Text under study:
The FDA has granted a breakthrough therapy for atezolizumab Tin combination with bevacizumab for the treatment of advanced or metastatic hepatocellular carcinoma.
The US Food and Drug Administration (FDA) has granted a breakthrough therapy designation to Roche for atezolizumab (Tecentriq) in combination with bevacizumab (Avastin) as a first-line treatment for patients with advanced or metastatic hepatocellular carcinoma (HCC), the most common form of liver cancer and known to appear in patients with chronic hepatitis B and C.
"Hepatocellular carcinoma is an aggressive cancer with limited treatment options and a major cause of cancer deaths worldwide," Sandra Horning, MD, Roche's chief medical officer and head of global product development, stressed in a recent statement.
Atezolizumab is a monoclonal antibody designed to bind with a protein called PD-L1 expressed on tumor cells and tumor-infiltrating immune cells, blocking its interactions with both PD-1 and B7.1 receptors. Bevacizumab is a biologic antibody engineered to specifically bind to a protein called VEGF that plays an important role throughout the lifecycle of the tumor to develop and maintain blood vessels, a process known as angiogenesis.
Bevacizumab’s established anti-angiogenic effects may further enhance atezolizumab’s ability to restore anti-cancer immunity by inhibiting vascular endothelial growth factor (VEGF)-related immunosuppression, promoting T-cell tumor infiltration, and enabling priming and activation of T-cell responses against tumor antigens.
Data from the open-label, multicenter phase 1b study evaluating the safety and clinical activity of the atezolizumab-bevacizumab combination served as the basis for the designation.

Records supplied:
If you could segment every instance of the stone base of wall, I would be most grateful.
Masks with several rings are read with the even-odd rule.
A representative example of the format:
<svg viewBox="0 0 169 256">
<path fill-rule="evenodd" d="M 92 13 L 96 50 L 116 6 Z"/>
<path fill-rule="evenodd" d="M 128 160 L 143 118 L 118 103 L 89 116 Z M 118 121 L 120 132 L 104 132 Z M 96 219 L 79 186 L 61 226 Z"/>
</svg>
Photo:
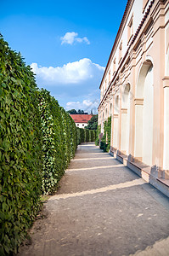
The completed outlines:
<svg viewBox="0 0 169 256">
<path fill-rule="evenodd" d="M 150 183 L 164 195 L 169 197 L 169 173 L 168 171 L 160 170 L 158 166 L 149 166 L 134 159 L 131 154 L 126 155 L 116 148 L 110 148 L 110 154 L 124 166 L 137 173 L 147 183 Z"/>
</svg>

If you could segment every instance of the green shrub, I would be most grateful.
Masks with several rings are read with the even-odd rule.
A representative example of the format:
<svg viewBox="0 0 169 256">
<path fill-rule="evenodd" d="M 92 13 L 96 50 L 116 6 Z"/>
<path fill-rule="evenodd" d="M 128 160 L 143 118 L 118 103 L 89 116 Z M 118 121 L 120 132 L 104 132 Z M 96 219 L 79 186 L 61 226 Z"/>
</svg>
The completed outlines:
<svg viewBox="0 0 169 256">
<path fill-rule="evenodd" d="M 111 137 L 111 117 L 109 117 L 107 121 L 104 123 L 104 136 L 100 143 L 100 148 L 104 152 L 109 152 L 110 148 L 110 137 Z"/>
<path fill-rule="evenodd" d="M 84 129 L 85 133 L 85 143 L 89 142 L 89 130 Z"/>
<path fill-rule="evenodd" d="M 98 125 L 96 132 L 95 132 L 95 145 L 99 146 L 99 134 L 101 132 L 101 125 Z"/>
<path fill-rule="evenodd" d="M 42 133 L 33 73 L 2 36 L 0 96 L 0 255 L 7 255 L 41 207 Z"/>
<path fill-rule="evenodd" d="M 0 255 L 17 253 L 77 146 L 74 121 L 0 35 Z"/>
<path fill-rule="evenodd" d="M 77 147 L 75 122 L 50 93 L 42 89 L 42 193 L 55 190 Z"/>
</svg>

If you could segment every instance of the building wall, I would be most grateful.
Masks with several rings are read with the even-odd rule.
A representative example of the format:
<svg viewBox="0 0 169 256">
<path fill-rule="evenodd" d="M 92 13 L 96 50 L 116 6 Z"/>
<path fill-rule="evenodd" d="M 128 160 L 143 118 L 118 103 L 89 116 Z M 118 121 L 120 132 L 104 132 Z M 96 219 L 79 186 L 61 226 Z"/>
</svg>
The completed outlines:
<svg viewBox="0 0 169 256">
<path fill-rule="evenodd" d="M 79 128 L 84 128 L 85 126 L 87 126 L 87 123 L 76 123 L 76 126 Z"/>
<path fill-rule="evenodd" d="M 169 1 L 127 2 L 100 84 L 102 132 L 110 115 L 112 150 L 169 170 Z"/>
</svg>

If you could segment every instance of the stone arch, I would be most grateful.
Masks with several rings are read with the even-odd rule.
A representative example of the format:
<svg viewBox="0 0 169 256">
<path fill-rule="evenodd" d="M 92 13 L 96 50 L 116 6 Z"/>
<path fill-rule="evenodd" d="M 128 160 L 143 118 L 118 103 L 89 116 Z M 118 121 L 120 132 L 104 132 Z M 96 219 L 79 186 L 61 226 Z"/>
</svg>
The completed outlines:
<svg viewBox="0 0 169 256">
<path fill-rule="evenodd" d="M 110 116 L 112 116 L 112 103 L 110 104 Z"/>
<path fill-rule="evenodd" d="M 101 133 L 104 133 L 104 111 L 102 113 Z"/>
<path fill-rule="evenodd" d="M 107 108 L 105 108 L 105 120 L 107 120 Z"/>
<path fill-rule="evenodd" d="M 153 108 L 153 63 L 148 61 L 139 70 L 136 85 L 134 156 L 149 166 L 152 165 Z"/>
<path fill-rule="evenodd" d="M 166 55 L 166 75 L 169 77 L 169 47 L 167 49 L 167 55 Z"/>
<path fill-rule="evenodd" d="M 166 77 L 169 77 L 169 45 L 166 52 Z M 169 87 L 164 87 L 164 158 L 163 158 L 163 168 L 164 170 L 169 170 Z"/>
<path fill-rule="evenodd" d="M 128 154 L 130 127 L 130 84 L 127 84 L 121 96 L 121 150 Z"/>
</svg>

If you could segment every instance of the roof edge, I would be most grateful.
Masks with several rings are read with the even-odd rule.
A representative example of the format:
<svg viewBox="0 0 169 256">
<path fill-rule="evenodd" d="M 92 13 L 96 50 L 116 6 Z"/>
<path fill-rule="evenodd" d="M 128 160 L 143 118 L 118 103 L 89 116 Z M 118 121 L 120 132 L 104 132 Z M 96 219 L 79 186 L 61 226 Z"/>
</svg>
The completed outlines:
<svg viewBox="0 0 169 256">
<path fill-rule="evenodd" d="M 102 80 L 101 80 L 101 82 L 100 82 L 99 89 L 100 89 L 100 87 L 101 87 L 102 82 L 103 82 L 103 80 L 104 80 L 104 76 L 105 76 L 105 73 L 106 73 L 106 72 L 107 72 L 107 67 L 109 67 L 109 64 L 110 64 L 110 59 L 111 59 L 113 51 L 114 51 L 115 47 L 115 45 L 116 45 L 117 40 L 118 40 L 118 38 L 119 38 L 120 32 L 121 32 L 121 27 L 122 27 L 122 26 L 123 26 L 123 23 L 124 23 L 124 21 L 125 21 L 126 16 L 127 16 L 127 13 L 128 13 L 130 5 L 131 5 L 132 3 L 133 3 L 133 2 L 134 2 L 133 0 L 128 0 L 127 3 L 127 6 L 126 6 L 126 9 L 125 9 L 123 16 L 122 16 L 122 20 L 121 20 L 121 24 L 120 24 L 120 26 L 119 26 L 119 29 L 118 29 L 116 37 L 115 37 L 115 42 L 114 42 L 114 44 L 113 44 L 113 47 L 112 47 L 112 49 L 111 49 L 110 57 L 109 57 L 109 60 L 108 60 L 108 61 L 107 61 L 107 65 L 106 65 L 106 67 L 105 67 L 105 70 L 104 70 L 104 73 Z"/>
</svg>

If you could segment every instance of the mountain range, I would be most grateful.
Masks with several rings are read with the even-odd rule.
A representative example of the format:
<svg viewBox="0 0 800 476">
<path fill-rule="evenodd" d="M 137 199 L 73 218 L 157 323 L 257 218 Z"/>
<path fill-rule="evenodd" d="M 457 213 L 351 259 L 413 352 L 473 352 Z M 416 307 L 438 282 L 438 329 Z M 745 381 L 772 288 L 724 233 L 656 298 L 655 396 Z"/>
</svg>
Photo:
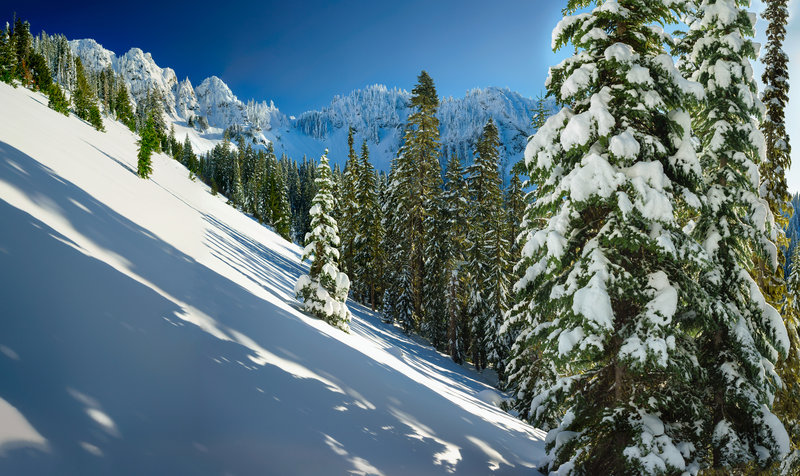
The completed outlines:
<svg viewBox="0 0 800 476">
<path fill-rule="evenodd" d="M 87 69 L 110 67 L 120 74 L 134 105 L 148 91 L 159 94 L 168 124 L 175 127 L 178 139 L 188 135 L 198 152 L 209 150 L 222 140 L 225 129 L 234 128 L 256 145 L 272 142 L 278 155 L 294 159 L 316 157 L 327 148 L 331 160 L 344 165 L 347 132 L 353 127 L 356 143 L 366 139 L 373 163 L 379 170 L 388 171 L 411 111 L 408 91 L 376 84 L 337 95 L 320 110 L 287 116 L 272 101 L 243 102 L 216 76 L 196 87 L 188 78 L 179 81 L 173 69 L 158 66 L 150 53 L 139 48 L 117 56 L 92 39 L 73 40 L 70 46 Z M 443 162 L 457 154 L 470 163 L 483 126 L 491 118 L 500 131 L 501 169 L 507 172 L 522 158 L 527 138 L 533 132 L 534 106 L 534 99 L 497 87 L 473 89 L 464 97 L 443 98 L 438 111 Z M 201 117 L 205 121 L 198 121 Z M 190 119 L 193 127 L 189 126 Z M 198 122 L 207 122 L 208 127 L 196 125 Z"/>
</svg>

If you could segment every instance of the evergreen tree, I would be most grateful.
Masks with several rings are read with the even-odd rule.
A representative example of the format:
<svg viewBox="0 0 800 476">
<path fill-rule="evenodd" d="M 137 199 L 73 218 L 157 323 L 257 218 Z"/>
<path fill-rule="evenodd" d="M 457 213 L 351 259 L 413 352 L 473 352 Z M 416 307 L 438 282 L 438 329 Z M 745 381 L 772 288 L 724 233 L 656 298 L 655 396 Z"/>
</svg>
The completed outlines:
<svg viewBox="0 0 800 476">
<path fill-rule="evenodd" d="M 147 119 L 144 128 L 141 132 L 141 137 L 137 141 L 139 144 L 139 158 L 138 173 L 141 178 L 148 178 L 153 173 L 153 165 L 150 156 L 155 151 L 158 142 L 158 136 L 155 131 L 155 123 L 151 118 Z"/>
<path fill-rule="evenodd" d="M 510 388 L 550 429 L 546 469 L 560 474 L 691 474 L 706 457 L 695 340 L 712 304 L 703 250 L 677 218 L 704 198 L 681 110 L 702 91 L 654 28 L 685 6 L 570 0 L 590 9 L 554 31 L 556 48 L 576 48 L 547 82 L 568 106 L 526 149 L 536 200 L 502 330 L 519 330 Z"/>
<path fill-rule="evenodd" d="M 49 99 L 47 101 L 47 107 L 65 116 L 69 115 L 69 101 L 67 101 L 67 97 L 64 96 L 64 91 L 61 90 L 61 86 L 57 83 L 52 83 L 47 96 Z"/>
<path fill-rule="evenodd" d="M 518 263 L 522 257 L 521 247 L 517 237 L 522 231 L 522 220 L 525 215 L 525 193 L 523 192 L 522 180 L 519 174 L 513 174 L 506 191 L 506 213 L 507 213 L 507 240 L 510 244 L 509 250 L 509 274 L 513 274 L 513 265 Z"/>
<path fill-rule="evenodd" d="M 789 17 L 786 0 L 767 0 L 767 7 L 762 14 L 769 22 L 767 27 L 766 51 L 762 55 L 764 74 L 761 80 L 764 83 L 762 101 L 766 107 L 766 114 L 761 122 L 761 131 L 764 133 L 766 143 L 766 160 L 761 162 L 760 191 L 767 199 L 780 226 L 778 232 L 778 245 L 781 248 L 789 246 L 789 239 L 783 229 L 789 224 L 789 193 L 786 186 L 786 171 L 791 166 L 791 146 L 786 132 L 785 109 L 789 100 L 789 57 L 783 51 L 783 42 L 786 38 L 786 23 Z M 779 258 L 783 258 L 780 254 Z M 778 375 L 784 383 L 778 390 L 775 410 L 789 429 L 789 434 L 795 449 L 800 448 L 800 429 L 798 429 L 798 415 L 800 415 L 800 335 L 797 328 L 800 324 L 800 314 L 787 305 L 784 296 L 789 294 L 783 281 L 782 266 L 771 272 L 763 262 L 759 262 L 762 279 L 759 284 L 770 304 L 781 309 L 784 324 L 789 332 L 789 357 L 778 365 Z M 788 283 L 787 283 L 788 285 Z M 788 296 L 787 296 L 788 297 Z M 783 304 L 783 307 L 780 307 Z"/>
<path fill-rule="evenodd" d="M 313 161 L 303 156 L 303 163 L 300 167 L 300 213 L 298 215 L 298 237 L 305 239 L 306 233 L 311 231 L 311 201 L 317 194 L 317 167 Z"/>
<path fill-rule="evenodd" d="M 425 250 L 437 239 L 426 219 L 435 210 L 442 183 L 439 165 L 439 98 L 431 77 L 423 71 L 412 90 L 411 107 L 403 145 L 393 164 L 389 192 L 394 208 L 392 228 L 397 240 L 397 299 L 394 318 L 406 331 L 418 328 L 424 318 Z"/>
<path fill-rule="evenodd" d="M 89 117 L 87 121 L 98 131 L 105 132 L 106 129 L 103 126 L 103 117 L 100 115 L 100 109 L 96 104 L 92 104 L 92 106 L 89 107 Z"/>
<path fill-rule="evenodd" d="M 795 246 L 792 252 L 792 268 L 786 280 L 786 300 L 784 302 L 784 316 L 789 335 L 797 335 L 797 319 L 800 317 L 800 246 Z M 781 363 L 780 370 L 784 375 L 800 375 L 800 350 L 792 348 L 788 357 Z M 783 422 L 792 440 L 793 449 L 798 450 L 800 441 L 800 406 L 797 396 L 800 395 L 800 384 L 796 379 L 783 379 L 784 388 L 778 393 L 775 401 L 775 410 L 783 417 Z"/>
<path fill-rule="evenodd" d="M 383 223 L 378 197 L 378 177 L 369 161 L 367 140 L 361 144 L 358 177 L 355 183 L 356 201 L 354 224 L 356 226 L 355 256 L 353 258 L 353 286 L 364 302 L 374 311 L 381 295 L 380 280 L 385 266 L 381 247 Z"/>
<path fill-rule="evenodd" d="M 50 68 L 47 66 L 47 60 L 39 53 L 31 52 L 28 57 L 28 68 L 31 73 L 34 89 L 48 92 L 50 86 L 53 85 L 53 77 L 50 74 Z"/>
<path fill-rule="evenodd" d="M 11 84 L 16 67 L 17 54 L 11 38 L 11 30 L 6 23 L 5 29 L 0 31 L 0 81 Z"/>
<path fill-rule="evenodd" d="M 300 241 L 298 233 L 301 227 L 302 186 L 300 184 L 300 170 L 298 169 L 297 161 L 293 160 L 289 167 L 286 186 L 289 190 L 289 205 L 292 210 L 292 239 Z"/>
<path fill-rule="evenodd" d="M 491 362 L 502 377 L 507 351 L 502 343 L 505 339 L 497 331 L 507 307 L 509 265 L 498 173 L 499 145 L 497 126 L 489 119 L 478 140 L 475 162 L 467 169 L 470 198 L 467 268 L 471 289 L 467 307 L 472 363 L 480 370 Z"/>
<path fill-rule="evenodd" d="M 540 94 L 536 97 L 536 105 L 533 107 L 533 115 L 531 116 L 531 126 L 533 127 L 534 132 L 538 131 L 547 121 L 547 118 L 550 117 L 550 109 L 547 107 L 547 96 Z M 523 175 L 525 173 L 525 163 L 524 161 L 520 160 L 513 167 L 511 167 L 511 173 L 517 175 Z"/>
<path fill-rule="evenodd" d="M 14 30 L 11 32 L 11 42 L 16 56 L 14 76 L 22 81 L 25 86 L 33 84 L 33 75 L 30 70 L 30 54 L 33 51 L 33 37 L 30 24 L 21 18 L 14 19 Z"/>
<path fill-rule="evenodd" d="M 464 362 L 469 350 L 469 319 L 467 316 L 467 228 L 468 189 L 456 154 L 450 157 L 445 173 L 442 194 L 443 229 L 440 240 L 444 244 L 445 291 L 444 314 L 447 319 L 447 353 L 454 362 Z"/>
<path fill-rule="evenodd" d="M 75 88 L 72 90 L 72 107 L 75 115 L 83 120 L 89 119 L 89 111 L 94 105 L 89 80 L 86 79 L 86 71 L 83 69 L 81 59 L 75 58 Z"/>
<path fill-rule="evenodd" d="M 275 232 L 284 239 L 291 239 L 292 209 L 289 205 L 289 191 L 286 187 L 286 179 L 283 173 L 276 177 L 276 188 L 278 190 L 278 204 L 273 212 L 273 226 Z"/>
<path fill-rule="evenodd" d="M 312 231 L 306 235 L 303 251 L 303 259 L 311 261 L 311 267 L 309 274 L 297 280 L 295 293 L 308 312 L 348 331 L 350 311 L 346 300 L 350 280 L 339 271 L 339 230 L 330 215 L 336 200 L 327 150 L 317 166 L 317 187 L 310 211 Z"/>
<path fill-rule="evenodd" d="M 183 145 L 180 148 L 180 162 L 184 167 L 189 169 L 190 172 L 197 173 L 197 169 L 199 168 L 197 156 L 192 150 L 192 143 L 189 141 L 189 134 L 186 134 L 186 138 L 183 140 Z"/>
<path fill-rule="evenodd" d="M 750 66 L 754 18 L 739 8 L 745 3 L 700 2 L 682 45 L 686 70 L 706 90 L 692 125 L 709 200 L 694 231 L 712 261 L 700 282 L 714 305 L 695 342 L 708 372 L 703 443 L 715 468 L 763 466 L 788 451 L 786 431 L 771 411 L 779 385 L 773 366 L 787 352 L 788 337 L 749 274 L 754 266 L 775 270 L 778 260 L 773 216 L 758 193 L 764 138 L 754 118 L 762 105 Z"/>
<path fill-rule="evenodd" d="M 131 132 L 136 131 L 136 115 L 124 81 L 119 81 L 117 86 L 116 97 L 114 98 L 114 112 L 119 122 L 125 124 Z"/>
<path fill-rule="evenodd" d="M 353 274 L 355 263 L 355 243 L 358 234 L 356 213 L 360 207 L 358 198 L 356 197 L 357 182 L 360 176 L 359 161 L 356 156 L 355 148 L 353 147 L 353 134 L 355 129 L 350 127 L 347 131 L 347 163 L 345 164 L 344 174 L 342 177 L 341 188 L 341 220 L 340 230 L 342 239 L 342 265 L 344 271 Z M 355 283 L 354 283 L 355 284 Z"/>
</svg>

Task objective: Please update the text on the FDA designation, starting with "Atezolizumab is a" and going on through "against tumor antigens.", so that "life cycle" replaces "lifecycle". The entries have nothing to do with this.

Worked solution:
Atezolizumab is a monoclonal antibody designed to bind with a protein called PD-L1 expressed on tumor cells and tumor-infiltrating immune cells, blocking its interactions with both PD-1 and B7.1 receptors. Bevacizumab is a biologic antibody engineered to specifically bind to a protein called VEGF that plays an important role throughout the life cycle of the tumor to develop and maintain blood vessels, a process known as angiogenesis.
Bevacizumab’s established anti-angiogenic effects may further enhance atezolizumab’s ability to restore anti-cancer immunity by inhibiting vascular endothelial growth factor (VEGF)-related immunosuppression, promoting T-cell tumor infiltration, and enabling priming and activation of T-cell responses against tumor antigens.